__Stated task__:
Copy out the items word for word, starting at the beginning of the items and ending at the line that contains "[[346, 159], [402, 46]]", including that line. Leave the pictures out of your answer.

start Dataset entries

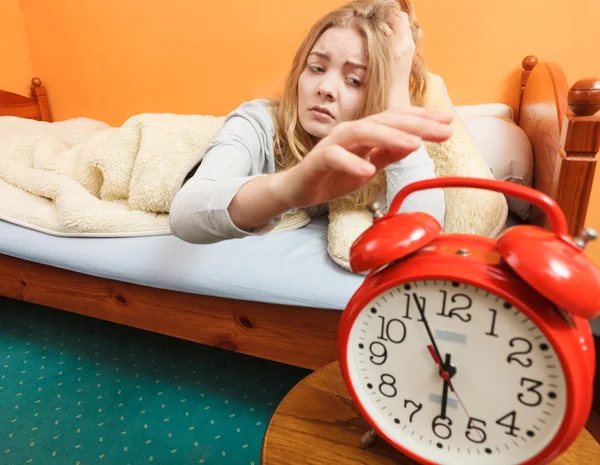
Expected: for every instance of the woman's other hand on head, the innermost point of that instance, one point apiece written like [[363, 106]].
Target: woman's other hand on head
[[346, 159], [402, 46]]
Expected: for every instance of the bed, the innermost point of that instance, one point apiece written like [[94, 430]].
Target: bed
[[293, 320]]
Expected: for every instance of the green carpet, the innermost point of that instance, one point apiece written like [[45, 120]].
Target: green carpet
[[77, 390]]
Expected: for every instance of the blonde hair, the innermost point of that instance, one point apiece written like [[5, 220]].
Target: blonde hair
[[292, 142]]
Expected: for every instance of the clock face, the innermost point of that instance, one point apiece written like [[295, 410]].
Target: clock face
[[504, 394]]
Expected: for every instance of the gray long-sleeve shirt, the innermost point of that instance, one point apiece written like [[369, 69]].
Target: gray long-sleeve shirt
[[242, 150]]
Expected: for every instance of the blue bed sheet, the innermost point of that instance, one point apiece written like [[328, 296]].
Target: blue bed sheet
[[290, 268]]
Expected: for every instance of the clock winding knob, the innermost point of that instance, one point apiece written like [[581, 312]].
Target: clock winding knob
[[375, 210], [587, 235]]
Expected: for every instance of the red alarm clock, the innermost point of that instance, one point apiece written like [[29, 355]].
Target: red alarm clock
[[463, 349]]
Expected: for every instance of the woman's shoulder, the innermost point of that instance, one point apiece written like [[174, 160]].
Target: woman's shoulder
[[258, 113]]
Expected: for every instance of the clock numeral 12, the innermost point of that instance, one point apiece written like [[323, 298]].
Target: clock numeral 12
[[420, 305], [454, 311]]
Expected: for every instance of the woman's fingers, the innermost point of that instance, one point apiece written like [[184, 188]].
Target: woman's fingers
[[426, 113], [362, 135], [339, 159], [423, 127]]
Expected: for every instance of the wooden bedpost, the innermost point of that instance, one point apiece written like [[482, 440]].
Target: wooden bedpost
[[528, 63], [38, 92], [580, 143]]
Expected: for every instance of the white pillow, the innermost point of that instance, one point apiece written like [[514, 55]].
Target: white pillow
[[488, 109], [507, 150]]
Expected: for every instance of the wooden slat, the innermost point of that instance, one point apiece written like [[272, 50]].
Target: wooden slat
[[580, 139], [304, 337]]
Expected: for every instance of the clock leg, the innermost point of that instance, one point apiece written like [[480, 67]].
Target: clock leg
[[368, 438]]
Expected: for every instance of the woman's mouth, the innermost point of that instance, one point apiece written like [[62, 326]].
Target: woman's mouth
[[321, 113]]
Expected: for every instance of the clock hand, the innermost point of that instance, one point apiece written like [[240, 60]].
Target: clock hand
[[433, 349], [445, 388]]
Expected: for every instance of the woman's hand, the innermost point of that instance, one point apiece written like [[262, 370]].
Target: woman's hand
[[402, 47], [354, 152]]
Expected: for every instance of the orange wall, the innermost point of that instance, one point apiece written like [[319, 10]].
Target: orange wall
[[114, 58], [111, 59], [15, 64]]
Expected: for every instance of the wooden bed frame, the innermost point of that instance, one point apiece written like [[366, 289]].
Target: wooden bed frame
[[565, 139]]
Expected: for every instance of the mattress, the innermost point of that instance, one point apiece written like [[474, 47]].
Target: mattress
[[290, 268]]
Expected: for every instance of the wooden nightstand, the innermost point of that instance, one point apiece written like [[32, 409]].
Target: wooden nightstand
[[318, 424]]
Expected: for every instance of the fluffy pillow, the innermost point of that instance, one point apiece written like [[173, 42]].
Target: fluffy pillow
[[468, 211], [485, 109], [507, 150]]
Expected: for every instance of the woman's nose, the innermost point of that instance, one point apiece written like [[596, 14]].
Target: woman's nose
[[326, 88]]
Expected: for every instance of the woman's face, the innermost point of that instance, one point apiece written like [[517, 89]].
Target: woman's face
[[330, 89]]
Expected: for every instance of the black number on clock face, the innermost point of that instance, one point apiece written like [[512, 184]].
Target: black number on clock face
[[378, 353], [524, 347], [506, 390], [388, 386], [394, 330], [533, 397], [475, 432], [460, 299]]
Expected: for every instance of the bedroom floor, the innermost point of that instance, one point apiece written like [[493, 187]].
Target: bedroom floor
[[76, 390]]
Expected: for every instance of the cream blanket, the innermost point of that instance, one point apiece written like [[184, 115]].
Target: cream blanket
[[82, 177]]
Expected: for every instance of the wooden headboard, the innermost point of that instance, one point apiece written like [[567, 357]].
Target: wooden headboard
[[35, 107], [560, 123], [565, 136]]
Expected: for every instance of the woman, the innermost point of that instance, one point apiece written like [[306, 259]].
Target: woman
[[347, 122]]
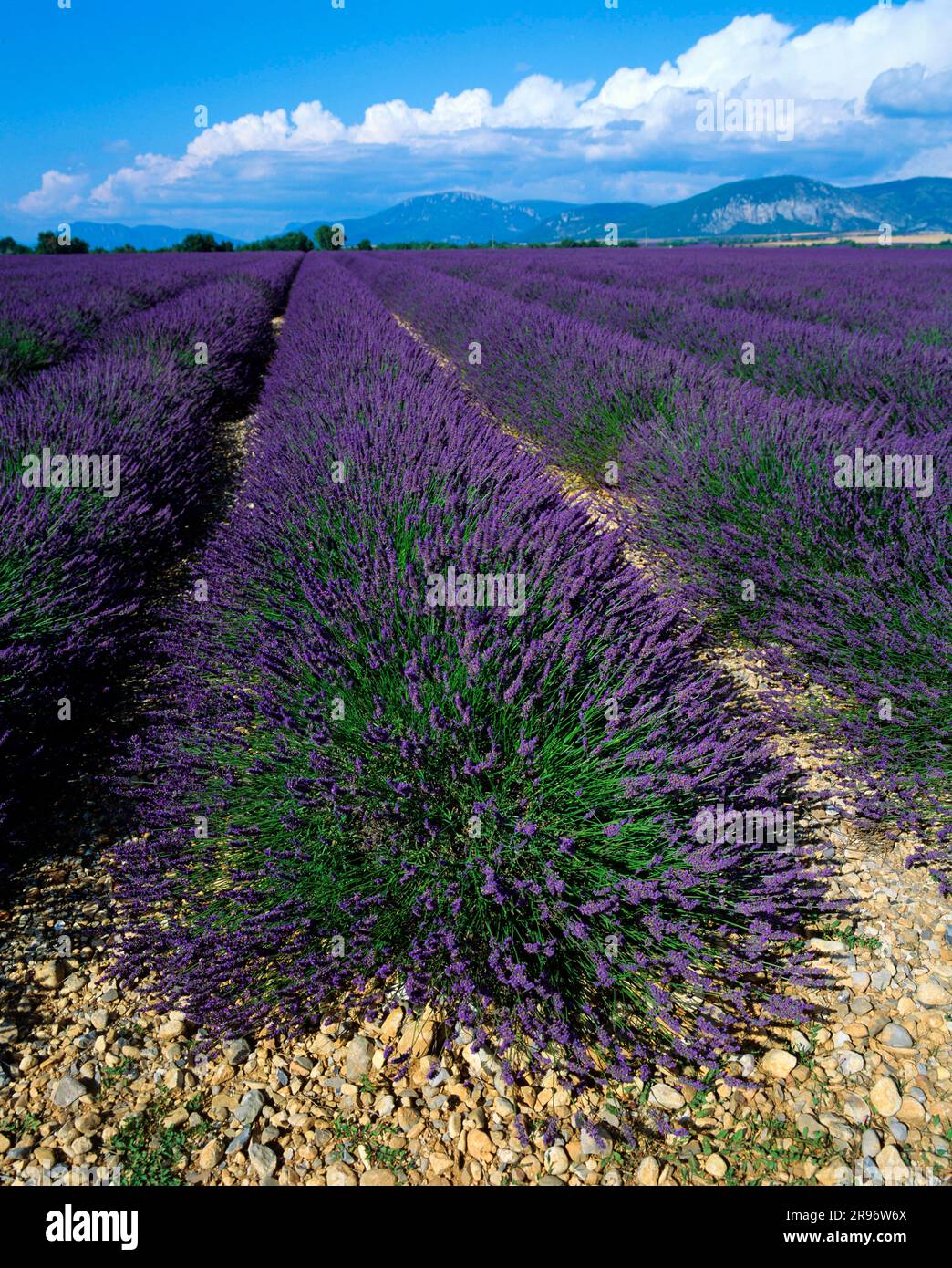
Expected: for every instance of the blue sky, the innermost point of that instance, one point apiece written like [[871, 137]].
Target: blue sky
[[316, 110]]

end Dataset entries

__Answer to the problem__:
Expected: for every instance of the woman's other hand on head, the innermost point of that instance, one point apiece written like [[363, 106]].
Target: woman's other hand on head
[[346, 159], [402, 46]]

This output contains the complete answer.